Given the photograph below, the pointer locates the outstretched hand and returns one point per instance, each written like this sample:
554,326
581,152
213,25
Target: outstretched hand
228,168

§ §

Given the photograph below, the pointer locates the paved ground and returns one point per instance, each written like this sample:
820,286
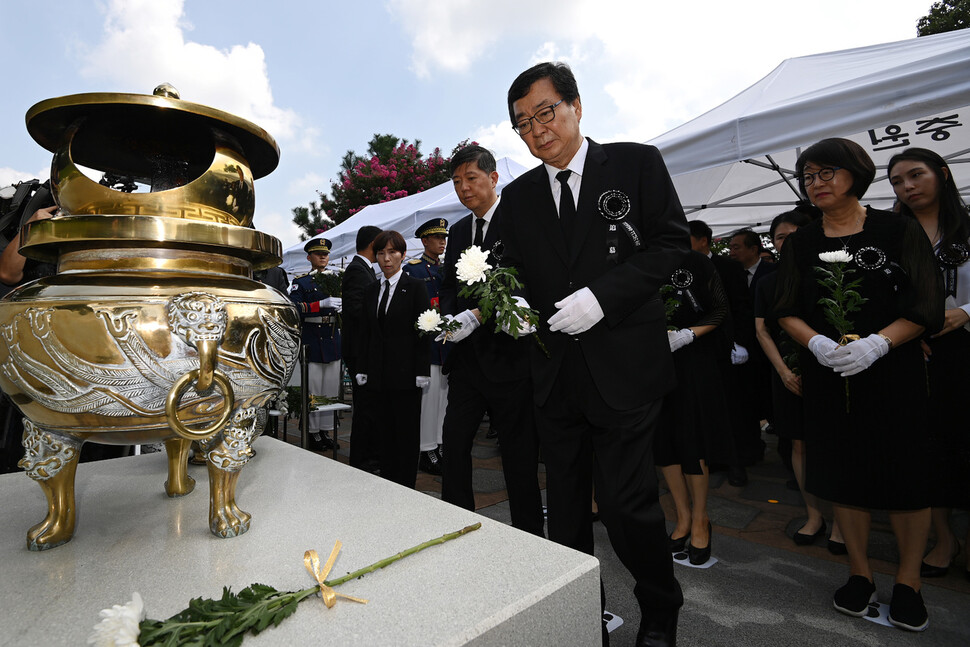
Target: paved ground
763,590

§ §

• REQUIRED WORK: Pull out every line of the data above that contains the word "each". Case counts.

• SOLUTION TO THIS EXERCISE:
Given the photograph below, the pointer locates the outstretched hand and returns one point per instance, each written like this sample:
Given the photograph below, the pointer locates the paved ground and returns one point per instance, each written like this sample:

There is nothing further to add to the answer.